_REQUESTS_
1: According to the full-text search page, what library is the search built on?
2: Reproduce word for word the stretch of the full-text search page from "2. Query with" through "doesn't add columns.".

_SOURCE TEXT_
[Start]

No credit cardStart free

Full-Text Search

Search any text column in your lakehouse. Built on Tantivy (Rust port of Lucene), queryable from any SQL via the fts_search() table function. Joins cleanly with the rest of your data and works through the wire protocol.

How It Works

  1. Build an index with rq fts create on a text column.
  2. Query with fts_search('index_name', 'your query') from any SQL: interactive editor, saved queries, wire-protocol clients, public charts.
  3. Rebuild when the source table changes via rq fts rebuild.

The index lives as a single archive on your storage (counted toward your storage quota). It's separate from your data. Dropping it doesn't touch your tables, building it doesn't add columns.

Quick Start

bash
# Build an index over a text column
rq fts create hn_body --table hackernews.comments --column body
# Use it in any SQL
rq query "
SELECT c.id, c.author, h.score
FROM hackernews.comments c
JOIN fts_search('hn_body', 'rust async runtime') h ON c.id = h.doc_id
ORDER BY h.score DESC
LIMIT 20
"

That's it. The query runs in milliseconds even on tens of millions of rows.

[End]

_RECORD EXCERPTS_
[Start]

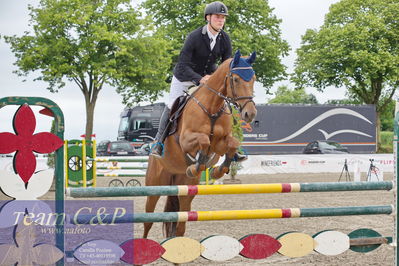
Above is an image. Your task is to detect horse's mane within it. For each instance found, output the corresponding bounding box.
[212,58,233,76]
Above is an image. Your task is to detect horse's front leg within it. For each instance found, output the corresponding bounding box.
[180,132,210,178]
[210,136,240,179]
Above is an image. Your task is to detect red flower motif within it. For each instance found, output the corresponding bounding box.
[0,104,63,184]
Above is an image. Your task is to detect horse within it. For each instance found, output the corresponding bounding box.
[143,51,257,238]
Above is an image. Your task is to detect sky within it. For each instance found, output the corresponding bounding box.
[0,0,345,141]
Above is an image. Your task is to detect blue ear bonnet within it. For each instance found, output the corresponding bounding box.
[230,50,256,81]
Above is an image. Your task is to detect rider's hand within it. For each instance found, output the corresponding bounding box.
[200,75,211,84]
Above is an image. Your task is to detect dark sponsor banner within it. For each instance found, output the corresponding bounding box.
[242,104,376,154]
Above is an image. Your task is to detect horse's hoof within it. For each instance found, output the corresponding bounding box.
[198,164,206,172]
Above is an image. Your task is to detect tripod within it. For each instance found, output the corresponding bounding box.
[367,159,380,181]
[338,159,351,182]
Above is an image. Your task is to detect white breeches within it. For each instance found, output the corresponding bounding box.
[167,76,195,109]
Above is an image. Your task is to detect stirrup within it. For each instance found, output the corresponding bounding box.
[150,142,164,157]
[233,152,248,163]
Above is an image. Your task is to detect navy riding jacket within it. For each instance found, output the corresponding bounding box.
[173,25,232,85]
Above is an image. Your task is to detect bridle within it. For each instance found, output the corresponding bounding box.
[188,63,255,144]
[202,67,255,113]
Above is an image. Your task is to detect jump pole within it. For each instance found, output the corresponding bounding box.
[66,181,394,198]
[71,205,394,224]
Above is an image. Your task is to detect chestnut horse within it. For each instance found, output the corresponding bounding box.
[143,51,256,238]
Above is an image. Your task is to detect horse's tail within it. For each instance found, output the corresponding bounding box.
[163,192,179,237]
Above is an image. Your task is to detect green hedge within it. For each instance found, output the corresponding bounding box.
[377,131,393,153]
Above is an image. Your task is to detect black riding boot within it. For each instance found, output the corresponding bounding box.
[151,106,170,157]
[233,152,248,162]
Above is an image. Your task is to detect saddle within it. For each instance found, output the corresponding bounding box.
[168,86,198,136]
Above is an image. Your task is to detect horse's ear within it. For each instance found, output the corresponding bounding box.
[232,50,241,67]
[246,51,256,65]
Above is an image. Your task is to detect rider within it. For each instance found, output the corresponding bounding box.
[151,1,246,161]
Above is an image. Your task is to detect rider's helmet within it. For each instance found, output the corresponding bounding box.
[204,1,229,20]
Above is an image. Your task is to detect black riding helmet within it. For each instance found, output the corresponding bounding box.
[204,1,229,20]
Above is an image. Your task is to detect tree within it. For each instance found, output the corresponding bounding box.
[143,0,289,91]
[293,0,399,147]
[5,0,170,139]
[268,86,318,104]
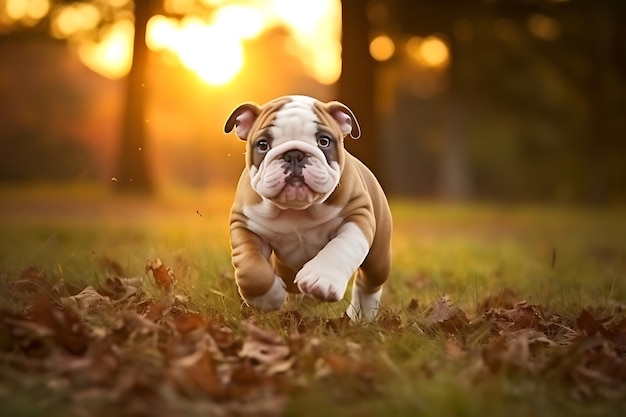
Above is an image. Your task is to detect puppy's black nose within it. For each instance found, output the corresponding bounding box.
[283,149,306,166]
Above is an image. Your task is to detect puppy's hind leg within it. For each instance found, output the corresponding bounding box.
[346,250,391,322]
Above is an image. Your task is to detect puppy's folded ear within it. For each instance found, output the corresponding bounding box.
[224,103,261,140]
[324,101,361,139]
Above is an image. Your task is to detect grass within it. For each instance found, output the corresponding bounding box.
[0,186,626,416]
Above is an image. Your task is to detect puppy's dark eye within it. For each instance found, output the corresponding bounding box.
[256,139,270,153]
[317,136,332,148]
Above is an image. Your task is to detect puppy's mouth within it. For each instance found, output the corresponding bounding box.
[274,175,318,208]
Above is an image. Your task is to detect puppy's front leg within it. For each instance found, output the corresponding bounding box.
[294,222,370,301]
[230,227,285,310]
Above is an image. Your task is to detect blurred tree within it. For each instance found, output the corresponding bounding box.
[117,0,154,193]
[377,0,626,202]
[338,0,386,182]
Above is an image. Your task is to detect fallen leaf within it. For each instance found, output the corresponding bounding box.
[425,297,469,333]
[146,258,176,292]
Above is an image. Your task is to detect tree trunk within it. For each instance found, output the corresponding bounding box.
[112,0,154,194]
[339,0,385,186]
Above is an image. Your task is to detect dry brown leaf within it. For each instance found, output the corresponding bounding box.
[174,312,206,334]
[27,293,88,354]
[61,285,113,312]
[146,258,176,292]
[476,288,519,314]
[425,297,469,333]
[169,345,225,399]
[100,277,143,301]
[482,333,534,372]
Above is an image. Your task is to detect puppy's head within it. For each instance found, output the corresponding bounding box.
[224,96,361,210]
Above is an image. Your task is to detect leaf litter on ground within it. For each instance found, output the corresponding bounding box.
[0,259,626,417]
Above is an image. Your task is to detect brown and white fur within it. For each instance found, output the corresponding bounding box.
[224,96,392,321]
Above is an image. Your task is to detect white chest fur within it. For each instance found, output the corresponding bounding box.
[244,201,343,271]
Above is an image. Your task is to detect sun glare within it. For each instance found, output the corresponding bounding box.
[176,18,243,85]
[78,20,134,79]
[43,0,341,86]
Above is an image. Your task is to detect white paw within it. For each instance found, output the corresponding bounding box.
[244,276,286,310]
[294,264,350,301]
[346,283,383,322]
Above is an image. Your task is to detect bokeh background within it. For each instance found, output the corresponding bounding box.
[0,0,626,204]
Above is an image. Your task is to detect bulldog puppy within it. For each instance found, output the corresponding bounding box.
[224,96,392,321]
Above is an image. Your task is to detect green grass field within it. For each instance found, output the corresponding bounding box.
[0,186,626,416]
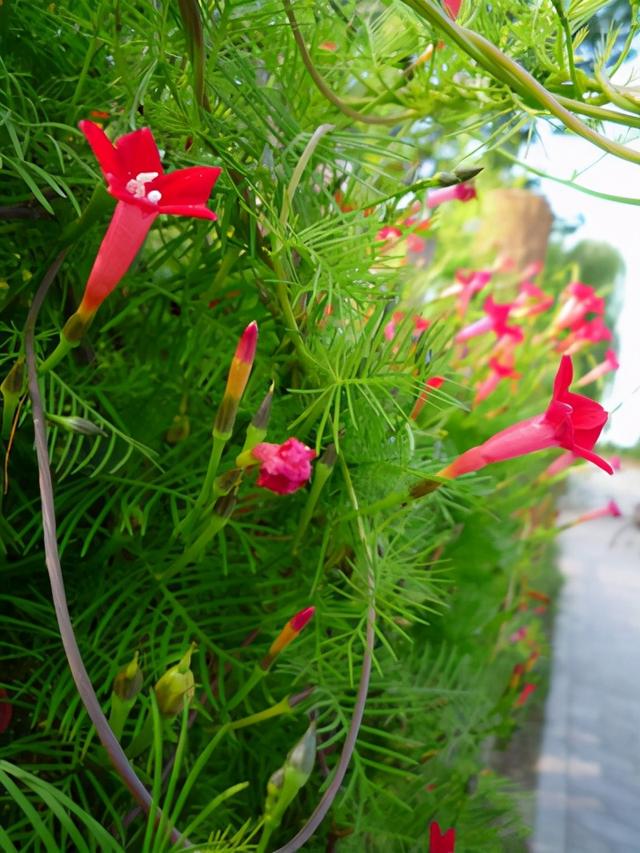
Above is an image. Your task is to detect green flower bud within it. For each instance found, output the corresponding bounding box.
[113,652,144,701]
[154,643,197,718]
[47,413,106,435]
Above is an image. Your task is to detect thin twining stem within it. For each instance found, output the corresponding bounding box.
[403,0,640,163]
[282,0,418,124]
[24,251,190,847]
[274,457,376,853]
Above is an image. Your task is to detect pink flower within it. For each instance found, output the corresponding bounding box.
[513,281,553,317]
[558,317,613,355]
[251,438,316,495]
[440,356,613,477]
[429,820,456,853]
[540,450,580,480]
[474,357,520,405]
[515,684,536,708]
[576,349,620,388]
[455,296,523,343]
[427,184,477,208]
[551,281,604,332]
[569,501,623,527]
[376,225,402,242]
[409,376,444,421]
[77,121,221,325]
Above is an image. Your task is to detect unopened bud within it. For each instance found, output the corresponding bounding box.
[47,413,106,435]
[241,382,273,455]
[213,321,258,440]
[154,643,197,717]
[264,720,317,827]
[0,356,25,398]
[113,652,144,701]
[453,166,484,182]
[164,414,191,444]
[61,311,95,347]
[435,172,460,187]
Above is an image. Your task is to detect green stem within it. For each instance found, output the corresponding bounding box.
[227,696,291,731]
[38,336,77,374]
[226,666,269,711]
[180,433,228,532]
[403,0,640,163]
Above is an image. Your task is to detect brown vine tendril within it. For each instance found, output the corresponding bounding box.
[274,457,376,853]
[24,249,190,847]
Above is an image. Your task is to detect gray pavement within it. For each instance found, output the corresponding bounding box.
[531,465,640,853]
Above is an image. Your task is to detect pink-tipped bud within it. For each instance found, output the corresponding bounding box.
[289,607,316,634]
[213,320,258,439]
[260,607,316,669]
[251,438,316,495]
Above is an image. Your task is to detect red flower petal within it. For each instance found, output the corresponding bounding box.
[78,119,118,177]
[115,127,162,178]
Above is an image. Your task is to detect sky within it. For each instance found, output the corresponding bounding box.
[522,102,640,447]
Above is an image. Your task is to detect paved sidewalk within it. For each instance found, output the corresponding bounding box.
[532,466,640,853]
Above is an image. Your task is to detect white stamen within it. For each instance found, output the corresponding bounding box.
[126,172,162,204]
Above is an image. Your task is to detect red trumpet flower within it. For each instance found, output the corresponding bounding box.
[429,820,456,853]
[455,296,523,343]
[77,121,221,327]
[440,356,613,477]
[427,184,477,207]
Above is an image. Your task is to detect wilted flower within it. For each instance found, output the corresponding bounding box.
[429,821,456,853]
[65,121,221,332]
[576,349,620,388]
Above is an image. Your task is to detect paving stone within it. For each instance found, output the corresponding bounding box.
[531,466,640,853]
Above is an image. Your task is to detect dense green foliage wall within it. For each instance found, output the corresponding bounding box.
[0,0,638,853]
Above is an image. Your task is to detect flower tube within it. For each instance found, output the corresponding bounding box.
[455,296,523,344]
[427,184,477,208]
[439,356,613,477]
[429,820,456,853]
[43,121,222,362]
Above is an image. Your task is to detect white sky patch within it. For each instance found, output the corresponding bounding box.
[521,95,640,447]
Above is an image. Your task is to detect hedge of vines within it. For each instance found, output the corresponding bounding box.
[0,0,640,853]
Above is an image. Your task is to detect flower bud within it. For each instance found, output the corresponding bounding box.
[435,172,460,187]
[264,720,317,829]
[113,652,144,701]
[453,166,484,181]
[242,382,273,453]
[154,643,197,717]
[260,607,316,669]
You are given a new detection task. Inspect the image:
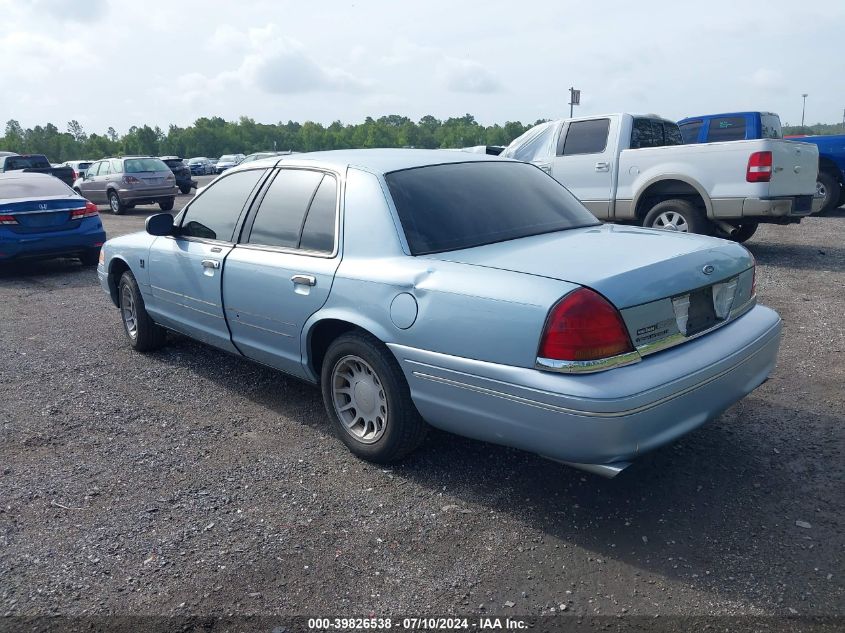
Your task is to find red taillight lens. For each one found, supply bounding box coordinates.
[539,288,634,361]
[745,152,772,182]
[70,200,98,220]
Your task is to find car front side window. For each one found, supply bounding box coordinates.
[179,169,267,242]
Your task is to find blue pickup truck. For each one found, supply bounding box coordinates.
[678,112,845,213]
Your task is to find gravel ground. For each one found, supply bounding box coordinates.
[0,196,845,616]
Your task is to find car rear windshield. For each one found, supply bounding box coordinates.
[124,158,170,174]
[385,161,599,255]
[6,156,50,170]
[0,176,75,200]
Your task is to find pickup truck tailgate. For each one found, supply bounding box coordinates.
[769,140,819,197]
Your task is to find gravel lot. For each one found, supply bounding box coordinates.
[0,185,845,616]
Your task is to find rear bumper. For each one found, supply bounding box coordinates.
[0,218,106,261]
[389,306,781,464]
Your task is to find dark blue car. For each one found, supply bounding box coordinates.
[0,172,106,266]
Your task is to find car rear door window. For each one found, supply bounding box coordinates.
[560,119,610,156]
[247,169,323,248]
[179,169,266,242]
[707,117,745,142]
[299,174,337,253]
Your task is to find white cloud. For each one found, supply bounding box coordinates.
[438,57,503,94]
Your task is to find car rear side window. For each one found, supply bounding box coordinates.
[385,161,599,255]
[707,117,745,142]
[179,169,266,242]
[559,119,610,156]
[247,169,323,248]
[299,174,337,253]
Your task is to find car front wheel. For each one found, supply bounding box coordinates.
[321,332,428,463]
[118,270,166,352]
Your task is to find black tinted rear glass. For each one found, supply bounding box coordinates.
[562,119,610,156]
[707,117,745,142]
[0,176,75,201]
[385,162,598,255]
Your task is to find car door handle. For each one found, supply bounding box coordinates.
[290,275,317,286]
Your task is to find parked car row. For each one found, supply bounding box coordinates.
[97,147,780,477]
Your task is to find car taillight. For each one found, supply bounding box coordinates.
[70,200,99,220]
[539,288,634,361]
[745,152,772,182]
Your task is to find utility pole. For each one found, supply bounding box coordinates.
[569,86,581,119]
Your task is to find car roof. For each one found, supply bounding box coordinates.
[227,149,502,174]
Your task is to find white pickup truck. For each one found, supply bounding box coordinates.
[501,114,819,242]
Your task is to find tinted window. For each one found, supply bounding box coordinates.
[562,119,610,156]
[760,114,783,138]
[707,117,745,141]
[631,119,683,149]
[180,169,266,242]
[124,158,170,174]
[0,178,75,200]
[385,162,598,255]
[247,169,323,248]
[299,175,337,253]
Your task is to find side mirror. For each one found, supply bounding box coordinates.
[144,213,174,236]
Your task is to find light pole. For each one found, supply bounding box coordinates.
[569,87,581,119]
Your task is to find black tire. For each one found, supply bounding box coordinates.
[79,246,100,266]
[816,171,843,215]
[728,222,760,243]
[108,189,126,215]
[643,200,713,235]
[320,332,428,463]
[117,270,167,352]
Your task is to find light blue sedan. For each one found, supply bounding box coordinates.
[98,150,781,476]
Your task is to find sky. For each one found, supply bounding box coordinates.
[0,0,845,133]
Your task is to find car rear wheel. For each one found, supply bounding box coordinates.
[79,247,100,266]
[118,270,166,352]
[816,171,842,215]
[321,332,428,462]
[109,191,126,215]
[643,200,712,235]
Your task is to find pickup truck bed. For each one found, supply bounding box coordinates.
[502,113,818,241]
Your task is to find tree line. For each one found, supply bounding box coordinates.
[0,114,845,162]
[0,114,541,162]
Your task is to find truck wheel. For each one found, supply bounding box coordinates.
[320,332,428,462]
[728,222,759,242]
[816,171,842,215]
[643,200,712,235]
[117,270,167,352]
[109,191,126,215]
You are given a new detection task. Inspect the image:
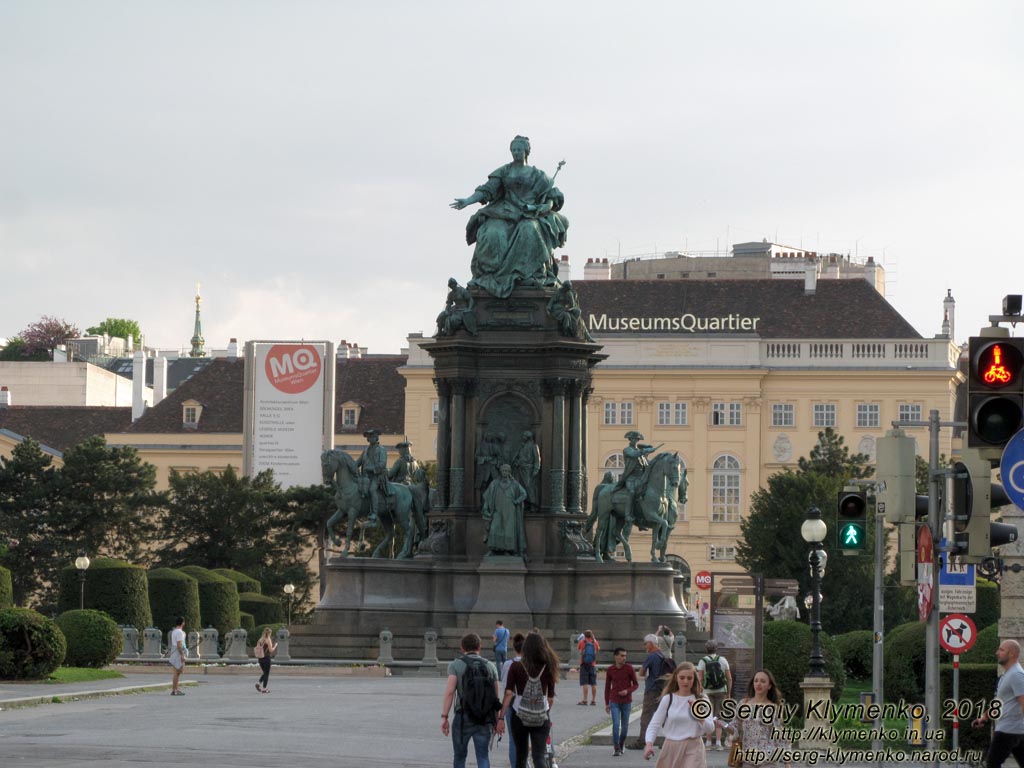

[End]

_WORKED ANSWERS_
1: It is built on Tantivy, a Rust port of Lucene.

2:
2. Query with fts_search('index_name', 'your query') from any SQL: interactive editor, saved queries, wire-protocol clients, public charts.
  3. Rebuild when the source table changes via rq fts rebuild.

The index lives as a single archive on your storage (counted toward your storage quota). It's separate from your data. Dropping it doesn't touch your tables, building it doesn't add columns.